Extracted information:
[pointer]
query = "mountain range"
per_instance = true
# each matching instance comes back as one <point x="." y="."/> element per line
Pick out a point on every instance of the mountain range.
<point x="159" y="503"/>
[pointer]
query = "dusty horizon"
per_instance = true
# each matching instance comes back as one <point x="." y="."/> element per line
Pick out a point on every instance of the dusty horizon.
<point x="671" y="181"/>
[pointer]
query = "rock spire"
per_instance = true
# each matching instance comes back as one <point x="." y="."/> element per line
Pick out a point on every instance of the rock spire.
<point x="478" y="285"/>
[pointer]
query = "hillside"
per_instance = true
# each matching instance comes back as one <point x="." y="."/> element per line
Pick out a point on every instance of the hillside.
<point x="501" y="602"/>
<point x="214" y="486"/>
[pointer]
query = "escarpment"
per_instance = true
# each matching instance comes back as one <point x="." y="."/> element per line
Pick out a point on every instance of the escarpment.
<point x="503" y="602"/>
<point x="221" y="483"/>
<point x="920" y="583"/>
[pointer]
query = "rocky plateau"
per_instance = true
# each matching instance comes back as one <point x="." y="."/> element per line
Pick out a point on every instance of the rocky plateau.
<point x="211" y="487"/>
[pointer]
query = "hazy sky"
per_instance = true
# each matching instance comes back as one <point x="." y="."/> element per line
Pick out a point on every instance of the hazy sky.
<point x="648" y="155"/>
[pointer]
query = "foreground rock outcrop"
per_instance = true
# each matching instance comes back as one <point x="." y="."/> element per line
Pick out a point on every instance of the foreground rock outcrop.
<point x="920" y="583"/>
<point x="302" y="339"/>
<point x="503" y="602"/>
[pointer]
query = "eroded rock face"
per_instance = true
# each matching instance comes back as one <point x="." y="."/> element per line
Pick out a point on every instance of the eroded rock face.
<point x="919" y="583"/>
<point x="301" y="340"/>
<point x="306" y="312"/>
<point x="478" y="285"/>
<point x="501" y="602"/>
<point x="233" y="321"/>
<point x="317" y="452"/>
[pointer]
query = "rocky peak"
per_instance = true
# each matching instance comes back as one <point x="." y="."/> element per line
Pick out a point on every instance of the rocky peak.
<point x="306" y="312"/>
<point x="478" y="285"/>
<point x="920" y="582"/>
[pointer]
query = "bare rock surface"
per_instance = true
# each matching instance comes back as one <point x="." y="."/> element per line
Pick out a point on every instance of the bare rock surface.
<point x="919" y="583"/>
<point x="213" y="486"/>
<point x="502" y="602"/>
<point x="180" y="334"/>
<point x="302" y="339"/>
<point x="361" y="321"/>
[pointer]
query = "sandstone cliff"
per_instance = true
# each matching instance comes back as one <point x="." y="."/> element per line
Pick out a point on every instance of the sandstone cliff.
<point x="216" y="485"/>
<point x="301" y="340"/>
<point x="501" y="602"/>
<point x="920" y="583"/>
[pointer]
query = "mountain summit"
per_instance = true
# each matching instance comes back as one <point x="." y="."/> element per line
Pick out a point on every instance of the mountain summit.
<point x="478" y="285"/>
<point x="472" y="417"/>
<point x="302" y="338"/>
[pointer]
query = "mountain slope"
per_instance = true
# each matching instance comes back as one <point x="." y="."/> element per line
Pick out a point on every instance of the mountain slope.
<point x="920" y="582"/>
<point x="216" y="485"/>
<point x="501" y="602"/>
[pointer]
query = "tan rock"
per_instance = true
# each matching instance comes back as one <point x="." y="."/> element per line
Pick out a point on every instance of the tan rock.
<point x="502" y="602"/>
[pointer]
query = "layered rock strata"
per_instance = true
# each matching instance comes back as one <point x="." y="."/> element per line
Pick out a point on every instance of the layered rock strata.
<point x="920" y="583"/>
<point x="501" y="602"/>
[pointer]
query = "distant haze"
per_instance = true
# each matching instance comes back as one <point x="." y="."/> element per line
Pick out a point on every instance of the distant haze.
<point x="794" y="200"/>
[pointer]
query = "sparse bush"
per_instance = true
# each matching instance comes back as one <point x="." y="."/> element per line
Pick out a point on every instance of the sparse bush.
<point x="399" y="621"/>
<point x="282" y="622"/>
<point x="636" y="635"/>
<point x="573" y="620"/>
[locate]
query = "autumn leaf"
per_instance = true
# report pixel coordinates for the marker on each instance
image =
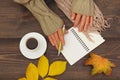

Exercise objective: Output every line of the records exactly, excluding all pictures.

Result of this task:
[pointer]
query = "mountain range"
per_instance = true
# each matching instance comes back as one <point x="." y="."/> element per line
Pick out a point on every instance of the mountain range.
<point x="159" y="503"/>
[pointer]
query = "dusty horizon"
per_instance = true
# each matching instance comes back as one <point x="." y="."/> element per line
Pick out a point on every instance of the dusty horizon.
<point x="671" y="181"/>
[pointer]
query = "rock spire"
per_instance = true
# each matching instance comes back as one <point x="." y="."/> element per line
Pick out a point on every instance of the rock spire.
<point x="478" y="285"/>
[pointer]
query = "hillside"
per_instance = true
# each matching instance comes back as one <point x="." y="."/> element per line
Pick out a point on every instance of the hillside.
<point x="501" y="602"/>
<point x="214" y="486"/>
[pointer]
query = "escarpment"
per_instance = true
# each matching instance comes back as one <point x="." y="."/> element per line
Pick out a point on every instance of the escarpment.
<point x="503" y="602"/>
<point x="221" y="483"/>
<point x="920" y="583"/>
[pointer]
query = "rocky plateau"
per_instance = true
# each matching instance comes back as one <point x="." y="."/> element per line
Pick out a point on every instance of the rocky plateau.
<point x="211" y="487"/>
[pointer]
query = "hazy sky"
per_instance = true
# each matching instance comes back as one <point x="." y="."/> element per line
Pick out a point on every instance of the hazy sky.
<point x="648" y="155"/>
[pointer]
query = "foreground rock outcrop"
per_instance = true
# each matching instance comes back as one <point x="." y="."/> element per line
Pick out a point on every instance of the foreground rock outcrop.
<point x="920" y="583"/>
<point x="302" y="339"/>
<point x="503" y="602"/>
[pointer]
query = "eroded rock face"
per_instance = true
# each matching instance comes back as one <point x="." y="."/> element per line
Pick out a point on every instance of the eroded rock face.
<point x="919" y="583"/>
<point x="301" y="340"/>
<point x="306" y="312"/>
<point x="478" y="285"/>
<point x="501" y="602"/>
<point x="233" y="321"/>
<point x="317" y="452"/>
[pointer]
query = "rocky peak"
per_instance = true
# each matching instance comes back as one <point x="." y="."/> element per line
Pick out a point on every instance of the rocky peak.
<point x="306" y="312"/>
<point x="478" y="285"/>
<point x="920" y="582"/>
[pointer]
query = "bare rock surface"
per_instance = true
# each matching instance comes back as one <point x="." y="."/> element per line
Pick out a point on every instance of the bare rock surface.
<point x="919" y="583"/>
<point x="213" y="486"/>
<point x="502" y="602"/>
<point x="180" y="334"/>
<point x="302" y="339"/>
<point x="361" y="321"/>
[pointer]
query = "sandstone cliff"
per_instance = true
# each matching instance comes back as one <point x="." y="."/> element per line
Pick out a point on every instance of the sandstone cliff.
<point x="216" y="485"/>
<point x="301" y="340"/>
<point x="501" y="602"/>
<point x="920" y="583"/>
[pointer]
query = "mountain summit"
per_instance = true
# each matching instance comes back as one <point x="." y="."/> element per line
Pick out a point on every instance of the mountain summit.
<point x="478" y="285"/>
<point x="472" y="417"/>
<point x="302" y="338"/>
[pointer]
query = "mountain slope"
per_instance = true
# each matching instance comes back as one <point x="." y="."/> element per line
Pick out a point on every instance of the mountain slope.
<point x="920" y="582"/>
<point x="216" y="485"/>
<point x="501" y="602"/>
[pointer]
query = "tan rock"
per_instance = true
# each matching instance comes back as one <point x="." y="."/> element per line
Pick out a point on every instance of the tan rock.
<point x="502" y="602"/>
[pointer]
query = "layered rock strata"
per_instance = true
# each matching instance comes back as one <point x="." y="."/> element per line
Pick out a point on every instance of the layered rock strata.
<point x="920" y="583"/>
<point x="501" y="602"/>
[pointer]
query = "distant haze"
per_instance = true
# each matching instance comes back as one <point x="." y="."/> element per line
Pick out a point on every instance of the distant haze.
<point x="794" y="200"/>
[pointer]
query = "sparse bush"
per_instance = true
# each matching instance comes back as one <point x="." y="."/> element per line
Pick out a point on every instance of the sparse bush.
<point x="399" y="621"/>
<point x="282" y="622"/>
<point x="636" y="635"/>
<point x="573" y="620"/>
[locate]
query = "autumn leaf"
per_instance = true
# report pixel coordinates for the marker on each instance
image =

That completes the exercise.